--- Required work ---
I'd like the entries repeated exactly, pictures omitted.

--- Provided records ---
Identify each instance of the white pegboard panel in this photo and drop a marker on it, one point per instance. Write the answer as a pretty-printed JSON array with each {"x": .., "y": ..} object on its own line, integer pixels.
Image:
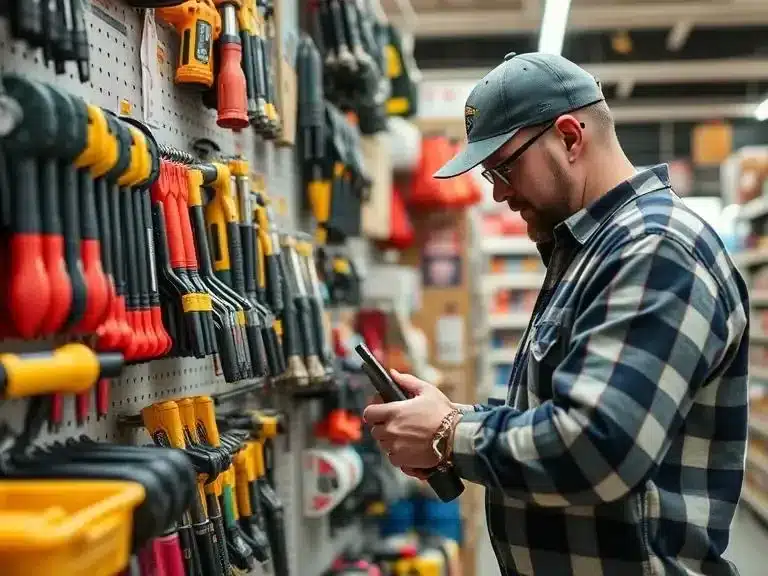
[{"x": 115, "y": 34}]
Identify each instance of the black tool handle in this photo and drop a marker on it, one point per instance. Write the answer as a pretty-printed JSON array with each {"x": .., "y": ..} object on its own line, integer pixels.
[
  {"x": 118, "y": 244},
  {"x": 236, "y": 258},
  {"x": 142, "y": 254},
  {"x": 129, "y": 245},
  {"x": 446, "y": 483},
  {"x": 206, "y": 548},
  {"x": 214, "y": 515},
  {"x": 69, "y": 191}
]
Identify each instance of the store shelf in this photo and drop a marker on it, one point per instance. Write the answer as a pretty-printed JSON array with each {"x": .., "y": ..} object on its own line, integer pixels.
[
  {"x": 757, "y": 501},
  {"x": 508, "y": 246},
  {"x": 754, "y": 208},
  {"x": 512, "y": 281},
  {"x": 518, "y": 320},
  {"x": 502, "y": 356}
]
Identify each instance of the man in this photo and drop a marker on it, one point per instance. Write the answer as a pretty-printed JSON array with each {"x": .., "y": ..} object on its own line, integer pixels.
[{"x": 620, "y": 449}]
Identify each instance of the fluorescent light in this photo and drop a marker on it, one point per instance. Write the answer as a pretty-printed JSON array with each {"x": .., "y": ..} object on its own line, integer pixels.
[
  {"x": 553, "y": 26},
  {"x": 761, "y": 112}
]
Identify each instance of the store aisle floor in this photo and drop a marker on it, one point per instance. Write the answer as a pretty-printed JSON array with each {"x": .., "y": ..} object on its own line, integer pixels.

--- Answer to this task ---
Identify each instance of the white pegboard panel in this photo and drop a marker on it, one point per instance. Write the answer as a pretty-printed JSON array with each {"x": .., "y": ..} object on its own line, integer pixels.
Image:
[{"x": 115, "y": 34}]
Identify each instance of the black tool handle in this photo and drop a marker on it, one point per instance. Write the answer as a pretty-printed JSON array with each {"x": .., "y": ..} object on its own line, integer pixels.
[
  {"x": 118, "y": 244},
  {"x": 236, "y": 258},
  {"x": 142, "y": 254},
  {"x": 129, "y": 245},
  {"x": 446, "y": 483},
  {"x": 206, "y": 548},
  {"x": 214, "y": 515},
  {"x": 69, "y": 191}
]
Identify each instance of the store shelf in this photo and drop a marker on it, one point per instance. Write the answer as a pretty-printed JSON array with each {"x": .., "y": ..} object on its own line, integer pixels.
[
  {"x": 757, "y": 501},
  {"x": 508, "y": 246},
  {"x": 754, "y": 208},
  {"x": 512, "y": 281},
  {"x": 518, "y": 320},
  {"x": 502, "y": 356}
]
Identify each instance of the man in this photo and drop a marker on it, one point per instance. Write the answer as a pretty-printed JSON array with each {"x": .., "y": ..} object on its own line, integer pixels.
[{"x": 620, "y": 449}]
Identify each instance of the fluorescent light in this photo and drop a marker on it, one point per instance. Write the answer as a pretty-printed JSON array with each {"x": .., "y": ..} object on its own line, integer pixels.
[
  {"x": 553, "y": 26},
  {"x": 761, "y": 112}
]
Identify each instance of the store aisle floor in this photo and drop a marker on it, one point per instance. Write the answer as a pretty-printed JSON array with each {"x": .., "y": ..} object on its own line, integer pixels.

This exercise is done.